• [Document section]:
########

I am trying to process Hierarchical Data using Grapghx Pregel
and the code I have works fine on my local.
But when I am running on my Amazon EMR
cluster it is giving me an error:
java.lang.NoClassDefFoundError: Could not initialize class
What would be the reason of this happening? I know the class is there in the jar file as it run fine on my local as well there is no build error.
I have included GraphX dependency on pom file.
Here is a snippet of code where error is being thrown:
def calcTopLevelHierarcy (vertexDF: DataFrame, edgeDF: DataFrame): RDD[(Any, (Int, Any, String, Int, Int))] =
{
val verticesRDD = vertexDF.rdd
.map { x => (x.get(0), x.get(1), x.get(2)) }
.map { x => (MurmurHash3.stringHash(x._1.toString).toLong, (x._1.asInstanceOf[Any], x._2.asInstanceOf[Any], x._3.asInstanceOf[String])) }
//create the edge RD top down relationship
val EdgesRDD = edgeDF.rdd.map { x => (x.get(0), x.get(1)) }
.map { x => Edge(MurmurHash3.stringHash(x._1.toString).toLong, MurmurHash3.stringHash(x._2.toString).toLong, "topdown") }
// create the edge RD top down relationship
val graph = Graph(verticesRDD, EdgesRDD).cache()

########

• [Data section]:
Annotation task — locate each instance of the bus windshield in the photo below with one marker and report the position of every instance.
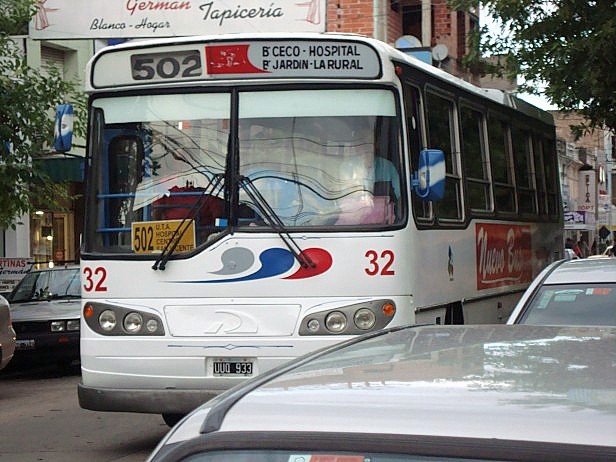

########

• [To do]:
1. Following the listing, echo the GraphX forum post from "But when I am" up to and including "on pom file.".
2. Name every variable that the code snippet in the GraphX forum post declares with the keyword val.
3. After the listing, finish out the next part of the GraphX forum post, picking up after its final line of code.

• [Answers by task]:
1.
But when I am running on my Amazon EMR
cluster it is giving me an error:
java.lang.NoClassDefFoundError: Could not initialize class
What would be the reason of this happening? I know the class is there in the jar file as it run fine on my local as well there is no build error.
I have included GraphX dependency on pom file.

2. verticesRDD, EdgesRDD, graph

3.
//val pathSeperator = """/"""
//initialize id,level,root,path,iscyclic, isleaf
val initialMsg = (0L, 0, 0.asInstanceOf[Any], List("dummy"), 0, 1)
val initialGraph = graph.mapVertices((id, v) => (id, 0, v._2, List(v._3), 0, v._3, 1, v._1))
val hrchyRDD = initialGraph.pregel(initialMsg, Int.MaxValue, EdgeDirection.Out)(setMsg, sendMsg, mergeMsg)
//build the path from the list
val hrchyOutRDD = hrchyRDD.vertices.map { case (id, v) => (v._8, (v._2, v._3, pathSeperator + v._4.reverse.mkString(pathSeperator), v._5, v._7)) }
hrchyOutRDD
}
I was able to narrow down the line that is causing an error:
val hrchyRDD = initialGraph.pregel(initialMsg, Int.MaxValue, EdgeDirection.Out)(setMsg, sendMsg, mergeMsg)